**WHAT IS EXPECTED:** Transcribe each record below word for word.

**DATA LINES:**
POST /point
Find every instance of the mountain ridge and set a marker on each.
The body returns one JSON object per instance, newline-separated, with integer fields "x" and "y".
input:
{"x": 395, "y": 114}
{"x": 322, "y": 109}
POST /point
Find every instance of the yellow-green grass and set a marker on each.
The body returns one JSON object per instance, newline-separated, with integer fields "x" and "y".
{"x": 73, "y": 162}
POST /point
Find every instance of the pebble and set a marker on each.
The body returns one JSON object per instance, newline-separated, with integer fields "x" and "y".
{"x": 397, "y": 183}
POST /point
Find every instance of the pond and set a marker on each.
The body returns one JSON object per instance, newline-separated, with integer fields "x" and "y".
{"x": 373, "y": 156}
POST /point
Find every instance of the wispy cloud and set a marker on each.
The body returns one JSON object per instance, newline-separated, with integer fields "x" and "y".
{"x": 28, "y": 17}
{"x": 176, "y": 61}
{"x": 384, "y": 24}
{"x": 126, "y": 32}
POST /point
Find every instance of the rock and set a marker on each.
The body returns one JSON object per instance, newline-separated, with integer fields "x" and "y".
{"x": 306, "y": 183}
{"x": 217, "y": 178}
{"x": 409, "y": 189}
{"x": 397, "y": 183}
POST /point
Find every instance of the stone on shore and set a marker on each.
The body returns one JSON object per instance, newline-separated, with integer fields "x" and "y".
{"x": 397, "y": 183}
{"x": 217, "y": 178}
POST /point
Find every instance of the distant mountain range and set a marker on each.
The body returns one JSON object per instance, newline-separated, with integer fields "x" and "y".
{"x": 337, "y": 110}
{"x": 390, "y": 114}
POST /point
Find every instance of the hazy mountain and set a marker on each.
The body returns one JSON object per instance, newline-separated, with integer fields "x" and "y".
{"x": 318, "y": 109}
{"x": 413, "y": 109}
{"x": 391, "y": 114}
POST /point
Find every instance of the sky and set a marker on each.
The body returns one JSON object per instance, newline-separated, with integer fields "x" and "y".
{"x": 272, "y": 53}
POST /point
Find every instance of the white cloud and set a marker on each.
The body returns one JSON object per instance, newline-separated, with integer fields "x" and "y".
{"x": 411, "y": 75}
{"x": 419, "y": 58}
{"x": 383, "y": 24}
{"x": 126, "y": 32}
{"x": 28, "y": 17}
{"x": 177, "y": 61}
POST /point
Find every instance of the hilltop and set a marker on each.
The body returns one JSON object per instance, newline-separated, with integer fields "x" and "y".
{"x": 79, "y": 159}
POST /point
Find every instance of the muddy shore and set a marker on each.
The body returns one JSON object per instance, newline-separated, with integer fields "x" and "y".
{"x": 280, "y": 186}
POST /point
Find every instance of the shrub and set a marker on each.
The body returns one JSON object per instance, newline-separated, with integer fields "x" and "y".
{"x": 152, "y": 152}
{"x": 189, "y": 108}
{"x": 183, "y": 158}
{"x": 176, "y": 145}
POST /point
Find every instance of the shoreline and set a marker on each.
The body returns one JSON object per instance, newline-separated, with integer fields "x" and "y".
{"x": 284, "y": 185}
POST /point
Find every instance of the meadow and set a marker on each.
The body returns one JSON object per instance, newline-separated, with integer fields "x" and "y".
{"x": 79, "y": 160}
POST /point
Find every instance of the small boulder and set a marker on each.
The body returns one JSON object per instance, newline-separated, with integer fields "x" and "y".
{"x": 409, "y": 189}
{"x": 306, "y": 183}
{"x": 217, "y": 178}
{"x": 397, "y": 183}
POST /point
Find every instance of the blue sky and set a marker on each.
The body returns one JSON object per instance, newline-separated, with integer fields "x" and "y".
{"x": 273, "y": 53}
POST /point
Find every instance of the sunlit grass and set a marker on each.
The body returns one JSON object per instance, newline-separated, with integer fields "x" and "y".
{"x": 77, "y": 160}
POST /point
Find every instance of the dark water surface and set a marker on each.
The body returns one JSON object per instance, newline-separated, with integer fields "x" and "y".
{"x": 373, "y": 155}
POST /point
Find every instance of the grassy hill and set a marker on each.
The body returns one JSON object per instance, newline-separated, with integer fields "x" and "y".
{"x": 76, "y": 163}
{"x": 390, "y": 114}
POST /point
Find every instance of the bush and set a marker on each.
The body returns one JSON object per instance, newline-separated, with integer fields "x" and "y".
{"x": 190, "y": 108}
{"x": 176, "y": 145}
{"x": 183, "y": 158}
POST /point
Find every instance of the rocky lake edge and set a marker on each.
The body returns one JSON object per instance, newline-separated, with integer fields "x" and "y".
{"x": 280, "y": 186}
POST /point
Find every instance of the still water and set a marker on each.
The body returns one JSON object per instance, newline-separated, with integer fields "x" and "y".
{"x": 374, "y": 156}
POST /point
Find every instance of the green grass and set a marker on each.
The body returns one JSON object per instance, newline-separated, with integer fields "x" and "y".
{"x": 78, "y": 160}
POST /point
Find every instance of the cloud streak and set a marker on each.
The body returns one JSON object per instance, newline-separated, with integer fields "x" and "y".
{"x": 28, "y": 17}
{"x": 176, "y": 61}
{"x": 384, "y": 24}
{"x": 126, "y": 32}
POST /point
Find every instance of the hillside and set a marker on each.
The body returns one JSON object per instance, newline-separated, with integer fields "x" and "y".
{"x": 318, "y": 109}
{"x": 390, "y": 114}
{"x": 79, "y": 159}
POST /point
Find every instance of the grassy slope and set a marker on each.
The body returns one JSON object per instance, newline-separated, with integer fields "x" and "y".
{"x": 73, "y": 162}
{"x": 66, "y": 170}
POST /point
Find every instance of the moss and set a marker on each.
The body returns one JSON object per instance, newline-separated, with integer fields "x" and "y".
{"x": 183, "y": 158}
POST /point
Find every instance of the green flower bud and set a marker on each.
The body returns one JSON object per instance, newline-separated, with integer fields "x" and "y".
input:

**COMPLETED TASK:**
POST /point
Find every instance of the mountain ridge and set a marker on each.
The body returns one JSON object per instance, newline-separated, with integer fields "x" and "y".
input:
{"x": 395, "y": 114}
{"x": 322, "y": 109}
POST /point
Find every instance of the yellow-green grass and set a marker on each.
The body returns one JSON object per instance, newline-separated, with integer fields "x" and "y".
{"x": 73, "y": 162}
POST /point
Find every instance of the pebble and set a marker on each.
The body returns one JSON object per instance, newline-separated, with integer fields "x" and "y".
{"x": 397, "y": 183}
POST /point
Find every instance of the pond and set a marker on each.
The body returns one JSON object per instance, newline-separated, with integer fields "x" and "y".
{"x": 373, "y": 156}
POST /point
Find every instance of the wispy cloud and set a marker on each.
The body returns one JSON object per instance, newline-separated, with integer fields "x" and "y".
{"x": 28, "y": 17}
{"x": 176, "y": 61}
{"x": 384, "y": 24}
{"x": 126, "y": 32}
POST /point
Find every instance of the rock and set a marker on each.
The body returns one JSON object per instance, newline-separated, with integer fields "x" and "y".
{"x": 306, "y": 183}
{"x": 217, "y": 178}
{"x": 409, "y": 189}
{"x": 397, "y": 183}
POST /point
Find every instance of the stone on shore and set a marker on each.
The body returns one JSON object per instance, newline-separated, with integer fields "x" and "y".
{"x": 397, "y": 183}
{"x": 217, "y": 178}
POST /point
Find every instance of the distant mountain range and set a marker on each.
The body returns one JSON object per instance, newline-separated, with integer fields "x" and "y".
{"x": 337, "y": 110}
{"x": 390, "y": 114}
POST /point
Find every instance of the hazy mountain and set a marker on each.
The body returns one JSON object per instance, newline-separated, with integer fields "x" and "y".
{"x": 318, "y": 109}
{"x": 413, "y": 109}
{"x": 391, "y": 114}
POST /point
Find every instance of the sky and set a marker on each.
The body returns one JSON object per instance, newline-separated, with integer fields "x" and "y".
{"x": 272, "y": 53}
POST /point
Find every instance of the white cloud and set a marker on each.
The body returns one JSON object per instance, newline-separated, with integer fields "x" and "y".
{"x": 411, "y": 75}
{"x": 419, "y": 58}
{"x": 383, "y": 24}
{"x": 126, "y": 32}
{"x": 28, "y": 17}
{"x": 177, "y": 61}
POST /point
Find every instance of the hilltop and set a marker on each.
The body returns one JSON object per instance, newline-separated, with integer fields "x" and "y".
{"x": 79, "y": 159}
POST /point
Find every instance of the muddy shore and set a marker on each.
The body returns one JSON object per instance, newline-separated, with integer fields "x" and "y".
{"x": 280, "y": 186}
POST /point
Find every instance of the shrub and set a marker on each.
The body returns one JSON object per instance, newline-separated, with integer fields "x" and "y".
{"x": 152, "y": 152}
{"x": 189, "y": 108}
{"x": 183, "y": 158}
{"x": 176, "y": 145}
POST /point
Find every instance of the shoreline and set a marker on each.
The body returns one JSON object per instance, newline-separated, with integer fields "x" and "y".
{"x": 284, "y": 185}
POST /point
Find every instance of the meadow and set a marker on each.
The body returns one JSON object per instance, newline-separated, with integer fields "x" and "y".
{"x": 79, "y": 160}
POST /point
Find every instance of the small boulder and set a marker on each.
The body returns one JSON object per instance, newline-separated, with integer fields "x" and "y".
{"x": 409, "y": 189}
{"x": 306, "y": 183}
{"x": 217, "y": 178}
{"x": 397, "y": 183}
POST /point
Find every instance of the blue sky and set a marker on each.
The body returns one JSON object per instance, newline-separated, with integer fields "x" and "y".
{"x": 273, "y": 53}
POST /point
Find every instance of the sunlit grass and set a marker on each.
The body returns one JSON object per instance, newline-separated, with integer fields "x" and "y".
{"x": 77, "y": 160}
POST /point
Find every instance of the dark water surface and set a marker on each.
The body returns one JSON object per instance, newline-separated, with integer fields "x" and "y".
{"x": 373, "y": 155}
POST /point
Find every instance of the grassy hill and set a marker on each.
The body returns one JSON object per instance, newline-separated, with integer fields "x" and "y".
{"x": 76, "y": 163}
{"x": 390, "y": 114}
POST /point
Find every instance of the bush and set a marker on each.
The body returns one JSON object per instance, newline-separated, with integer fields "x" and "y".
{"x": 190, "y": 108}
{"x": 176, "y": 145}
{"x": 183, "y": 158}
POST /point
Find every instance of the rocky lake edge and set a marker on each.
The body returns one JSON object per instance, newline-separated, with integer fields "x" and "y".
{"x": 280, "y": 186}
POST /point
Find every instance of the still water and set a marker on each.
The body returns one JSON object per instance, newline-separated, with integer fields "x" and "y".
{"x": 374, "y": 156}
POST /point
Find every instance of the green grass and set a marker on each.
The body returns one JSON object per instance, newline-separated, with integer fields "x" and "y".
{"x": 78, "y": 160}
POST /point
Find every instance of the cloud streak and set a marker on each.
The body returns one JSON object per instance, newline-separated, with integer fields "x" and "y".
{"x": 28, "y": 17}
{"x": 176, "y": 61}
{"x": 384, "y": 24}
{"x": 126, "y": 32}
POST /point
Find every instance of the hillside and set a marker on each.
The body returns one JSON object per instance, newline-separated, with integer fields "x" and "y".
{"x": 318, "y": 109}
{"x": 390, "y": 114}
{"x": 79, "y": 159}
POST /point
Find every instance of the grassy slope and set a marker on each.
The body returns one JSON object per instance, newline-separated, with integer fields "x" and "y".
{"x": 73, "y": 162}
{"x": 66, "y": 170}
POST /point
Find every instance of the moss and set a marker on each.
The body returns one JSON object per instance, newline-separated, with integer fields "x" and "y".
{"x": 183, "y": 158}
POST /point
Find every instance of the green flower bud and set a marker on each.
The body returns one JSON object per instance, newline-separated, with integer fields "x" and "y".
input:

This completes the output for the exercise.